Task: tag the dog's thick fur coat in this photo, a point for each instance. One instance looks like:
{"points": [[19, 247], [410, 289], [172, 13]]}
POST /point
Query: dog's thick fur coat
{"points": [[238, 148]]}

Exercise: Output an exact copy of each record.

Expected answer:
Task: tag the dog's thick fur coat in this photo, a point for each instance. One instance looks like:
{"points": [[19, 247], [410, 289], [172, 13]]}
POST /point
Query: dog's thick fur coat
{"points": [[238, 148]]}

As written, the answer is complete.